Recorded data

== == ==

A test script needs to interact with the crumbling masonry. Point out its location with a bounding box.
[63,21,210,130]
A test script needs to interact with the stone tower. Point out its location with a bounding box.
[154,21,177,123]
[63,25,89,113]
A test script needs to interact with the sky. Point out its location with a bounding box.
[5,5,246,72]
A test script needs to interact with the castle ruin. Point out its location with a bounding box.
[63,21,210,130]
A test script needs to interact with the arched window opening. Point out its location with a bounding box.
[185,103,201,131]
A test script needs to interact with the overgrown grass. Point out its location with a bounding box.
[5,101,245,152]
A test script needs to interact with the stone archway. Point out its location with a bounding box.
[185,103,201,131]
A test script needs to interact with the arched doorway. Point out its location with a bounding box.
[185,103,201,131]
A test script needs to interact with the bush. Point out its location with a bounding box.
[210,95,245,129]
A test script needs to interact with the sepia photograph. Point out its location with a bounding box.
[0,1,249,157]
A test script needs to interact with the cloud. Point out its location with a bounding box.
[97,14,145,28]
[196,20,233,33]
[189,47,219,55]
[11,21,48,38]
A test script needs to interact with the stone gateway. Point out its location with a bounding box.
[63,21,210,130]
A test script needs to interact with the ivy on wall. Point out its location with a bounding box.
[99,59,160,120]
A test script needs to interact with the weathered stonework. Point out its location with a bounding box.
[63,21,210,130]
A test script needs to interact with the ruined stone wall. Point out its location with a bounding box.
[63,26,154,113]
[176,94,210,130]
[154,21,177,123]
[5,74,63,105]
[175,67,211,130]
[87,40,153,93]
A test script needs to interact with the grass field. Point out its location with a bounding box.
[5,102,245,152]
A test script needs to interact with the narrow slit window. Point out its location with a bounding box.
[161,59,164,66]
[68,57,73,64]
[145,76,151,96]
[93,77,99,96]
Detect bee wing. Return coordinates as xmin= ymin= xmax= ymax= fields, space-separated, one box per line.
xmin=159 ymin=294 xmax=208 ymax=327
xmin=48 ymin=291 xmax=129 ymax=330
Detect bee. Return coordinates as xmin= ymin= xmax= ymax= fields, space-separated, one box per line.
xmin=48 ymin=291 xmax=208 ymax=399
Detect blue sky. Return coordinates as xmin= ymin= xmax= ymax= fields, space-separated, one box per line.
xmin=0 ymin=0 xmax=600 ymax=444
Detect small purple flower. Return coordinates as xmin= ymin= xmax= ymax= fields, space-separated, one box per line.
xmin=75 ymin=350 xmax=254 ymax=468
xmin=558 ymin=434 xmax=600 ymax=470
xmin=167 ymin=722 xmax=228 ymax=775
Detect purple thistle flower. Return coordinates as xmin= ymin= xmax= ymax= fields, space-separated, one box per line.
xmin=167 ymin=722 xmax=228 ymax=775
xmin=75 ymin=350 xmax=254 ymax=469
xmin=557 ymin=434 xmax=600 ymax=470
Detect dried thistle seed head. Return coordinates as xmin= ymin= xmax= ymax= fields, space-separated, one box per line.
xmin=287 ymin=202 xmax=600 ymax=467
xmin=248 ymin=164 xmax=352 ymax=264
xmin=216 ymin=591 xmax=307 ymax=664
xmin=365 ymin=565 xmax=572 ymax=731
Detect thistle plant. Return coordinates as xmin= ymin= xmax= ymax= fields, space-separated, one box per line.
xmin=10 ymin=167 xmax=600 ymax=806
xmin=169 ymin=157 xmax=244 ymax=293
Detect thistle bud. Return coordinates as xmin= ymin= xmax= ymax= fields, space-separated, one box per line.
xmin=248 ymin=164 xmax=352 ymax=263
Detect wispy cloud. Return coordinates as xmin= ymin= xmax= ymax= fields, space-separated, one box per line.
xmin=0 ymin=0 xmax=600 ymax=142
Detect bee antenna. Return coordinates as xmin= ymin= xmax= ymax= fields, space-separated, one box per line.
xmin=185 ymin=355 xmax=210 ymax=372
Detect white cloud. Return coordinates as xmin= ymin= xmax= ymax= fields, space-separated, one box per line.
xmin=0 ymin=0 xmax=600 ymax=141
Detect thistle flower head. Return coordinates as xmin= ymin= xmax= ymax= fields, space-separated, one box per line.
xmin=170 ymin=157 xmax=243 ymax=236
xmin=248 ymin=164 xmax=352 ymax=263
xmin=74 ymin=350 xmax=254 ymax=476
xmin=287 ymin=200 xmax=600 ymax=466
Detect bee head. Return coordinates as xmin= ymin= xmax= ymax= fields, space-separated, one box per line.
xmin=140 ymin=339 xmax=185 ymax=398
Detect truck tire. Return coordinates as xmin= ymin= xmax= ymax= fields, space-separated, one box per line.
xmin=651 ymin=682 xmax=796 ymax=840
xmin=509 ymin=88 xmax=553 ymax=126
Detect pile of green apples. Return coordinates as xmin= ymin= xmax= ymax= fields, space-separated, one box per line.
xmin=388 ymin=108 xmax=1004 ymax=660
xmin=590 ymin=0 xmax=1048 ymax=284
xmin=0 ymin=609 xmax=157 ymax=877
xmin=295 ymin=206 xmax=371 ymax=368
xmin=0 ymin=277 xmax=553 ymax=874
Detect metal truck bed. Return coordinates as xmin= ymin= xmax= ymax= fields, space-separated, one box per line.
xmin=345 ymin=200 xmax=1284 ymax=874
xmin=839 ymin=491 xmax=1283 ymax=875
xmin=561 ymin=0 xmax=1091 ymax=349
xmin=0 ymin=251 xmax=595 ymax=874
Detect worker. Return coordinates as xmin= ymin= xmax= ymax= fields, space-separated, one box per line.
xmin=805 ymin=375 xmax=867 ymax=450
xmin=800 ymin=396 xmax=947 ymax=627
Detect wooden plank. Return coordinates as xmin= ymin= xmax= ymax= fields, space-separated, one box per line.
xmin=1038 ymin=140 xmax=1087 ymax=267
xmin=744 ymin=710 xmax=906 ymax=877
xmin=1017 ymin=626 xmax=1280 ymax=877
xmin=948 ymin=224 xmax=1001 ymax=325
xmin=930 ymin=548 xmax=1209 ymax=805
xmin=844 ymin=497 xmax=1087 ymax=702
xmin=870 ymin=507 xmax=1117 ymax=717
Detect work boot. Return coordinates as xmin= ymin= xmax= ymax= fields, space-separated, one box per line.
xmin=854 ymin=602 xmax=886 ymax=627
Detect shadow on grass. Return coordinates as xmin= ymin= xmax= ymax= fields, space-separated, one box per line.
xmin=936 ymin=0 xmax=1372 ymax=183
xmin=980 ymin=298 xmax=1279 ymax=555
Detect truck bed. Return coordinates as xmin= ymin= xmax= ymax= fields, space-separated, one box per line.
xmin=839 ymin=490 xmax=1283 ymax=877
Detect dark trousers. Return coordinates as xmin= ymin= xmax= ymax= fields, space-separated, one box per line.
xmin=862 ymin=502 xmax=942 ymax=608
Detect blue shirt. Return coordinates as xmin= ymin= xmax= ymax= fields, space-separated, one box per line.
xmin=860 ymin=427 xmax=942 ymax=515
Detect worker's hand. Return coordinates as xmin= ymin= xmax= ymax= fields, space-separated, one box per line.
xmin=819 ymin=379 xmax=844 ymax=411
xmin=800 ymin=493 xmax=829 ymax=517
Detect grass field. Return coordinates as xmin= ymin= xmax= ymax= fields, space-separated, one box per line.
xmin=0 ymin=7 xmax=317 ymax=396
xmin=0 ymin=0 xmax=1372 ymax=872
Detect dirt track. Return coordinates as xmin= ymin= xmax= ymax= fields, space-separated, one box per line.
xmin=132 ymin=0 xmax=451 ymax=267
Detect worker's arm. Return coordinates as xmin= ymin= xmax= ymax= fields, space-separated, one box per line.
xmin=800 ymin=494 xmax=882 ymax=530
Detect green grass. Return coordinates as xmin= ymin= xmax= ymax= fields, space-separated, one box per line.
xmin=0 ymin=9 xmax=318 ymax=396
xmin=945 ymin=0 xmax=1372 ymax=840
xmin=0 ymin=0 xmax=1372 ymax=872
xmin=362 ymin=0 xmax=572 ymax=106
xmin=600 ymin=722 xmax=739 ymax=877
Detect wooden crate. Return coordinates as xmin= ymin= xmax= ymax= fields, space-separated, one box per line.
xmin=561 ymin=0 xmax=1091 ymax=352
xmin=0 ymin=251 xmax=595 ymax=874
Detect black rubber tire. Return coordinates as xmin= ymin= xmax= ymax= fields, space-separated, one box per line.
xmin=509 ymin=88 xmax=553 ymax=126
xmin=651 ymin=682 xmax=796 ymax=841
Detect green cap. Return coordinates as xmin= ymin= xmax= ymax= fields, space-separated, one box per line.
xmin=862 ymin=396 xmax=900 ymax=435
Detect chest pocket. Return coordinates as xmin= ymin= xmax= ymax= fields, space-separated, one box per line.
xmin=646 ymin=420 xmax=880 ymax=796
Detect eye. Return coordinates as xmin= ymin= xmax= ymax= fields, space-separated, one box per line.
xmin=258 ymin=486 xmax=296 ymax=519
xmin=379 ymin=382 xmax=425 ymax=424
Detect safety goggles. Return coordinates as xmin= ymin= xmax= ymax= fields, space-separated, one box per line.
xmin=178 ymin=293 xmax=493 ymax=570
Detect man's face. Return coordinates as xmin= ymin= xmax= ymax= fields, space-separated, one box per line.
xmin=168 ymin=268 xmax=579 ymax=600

== == ==

### REQUIREMENT
Copy exactly the line containing "Detect wooden crate." and every line after it, ending with the last line of the records above.

### RESULT BELOW
Detect wooden crate. Return coordinates as xmin= ymin= xmax= ymax= fields, space-separated, one box per line.
xmin=561 ymin=0 xmax=1091 ymax=352
xmin=0 ymin=251 xmax=595 ymax=874
Detect black rubber tire. Return coordinates as xmin= ymin= xmax= ymax= fields, space-separated, one box per line.
xmin=509 ymin=88 xmax=553 ymax=126
xmin=651 ymin=682 xmax=796 ymax=841
Detect green cap. Return coordinates as xmin= ymin= xmax= ymax= fields, space-separated, one box per line.
xmin=862 ymin=396 xmax=900 ymax=435
Detect chest pocket. Return coordinates as xmin= ymin= xmax= ymax= fields, space-separated, one box per line.
xmin=646 ymin=420 xmax=880 ymax=796
Detect eye. Return coordinates as xmin= ymin= xmax= ymax= fields, space-separated, one box per line.
xmin=258 ymin=486 xmax=296 ymax=519
xmin=379 ymin=382 xmax=425 ymax=424
Detect safety goggles. Return coordinates as xmin= ymin= xmax= ymax= fields, space-separated, one box per line.
xmin=178 ymin=293 xmax=493 ymax=570
Detect man's face. Return coordinates as xmin= ymin= xmax= ymax= fields, space-separated, one box per line.
xmin=168 ymin=268 xmax=579 ymax=600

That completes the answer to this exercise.